• _Given exercise_:
Please copy out every one of the rows below word for word.

• _Data for this exercise_:
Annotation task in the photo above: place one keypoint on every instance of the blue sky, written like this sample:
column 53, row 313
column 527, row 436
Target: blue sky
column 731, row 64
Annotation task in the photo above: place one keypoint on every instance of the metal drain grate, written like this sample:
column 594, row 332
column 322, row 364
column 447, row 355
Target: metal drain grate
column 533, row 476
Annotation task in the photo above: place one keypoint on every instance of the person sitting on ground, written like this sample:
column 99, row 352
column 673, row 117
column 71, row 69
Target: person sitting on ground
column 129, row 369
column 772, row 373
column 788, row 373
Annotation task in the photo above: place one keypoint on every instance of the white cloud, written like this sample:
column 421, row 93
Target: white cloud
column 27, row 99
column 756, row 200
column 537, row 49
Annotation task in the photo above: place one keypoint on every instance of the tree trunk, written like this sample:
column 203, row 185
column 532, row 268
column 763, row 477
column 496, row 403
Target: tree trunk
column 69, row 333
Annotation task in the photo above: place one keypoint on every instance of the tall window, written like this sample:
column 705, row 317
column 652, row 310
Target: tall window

• _Result of the exercise_:
Annotation task in the photo above: place one keypoint on every instance of the blue sky, written like this sample:
column 53, row 313
column 527, row 436
Target: blue sky
column 731, row 64
Annotation task in the photo above: place one keypoint on every instance of the metal drain grate, written like this sample:
column 594, row 332
column 322, row 364
column 447, row 355
Target: metal drain grate
column 533, row 476
Annotation task in the photo above: place one keypoint on every instance of the person sitting on ground, written like this sample:
column 99, row 352
column 673, row 117
column 71, row 69
Target: person sitting on ground
column 129, row 369
column 772, row 373
column 788, row 373
Annotation task in the photo above: place one keypoint on every instance of the white cloud, written like this sample:
column 421, row 93
Target: white cloud
column 27, row 99
column 756, row 200
column 537, row 49
Annotation task in the photo above: place one keypoint on every instance of the tree trunk, written like this sample:
column 203, row 185
column 532, row 268
column 763, row 477
column 496, row 403
Target: tree trunk
column 69, row 333
Annotation task in the photo above: place one keypoint on every instance of the tall window, written like this sample:
column 705, row 317
column 652, row 310
Target: tall window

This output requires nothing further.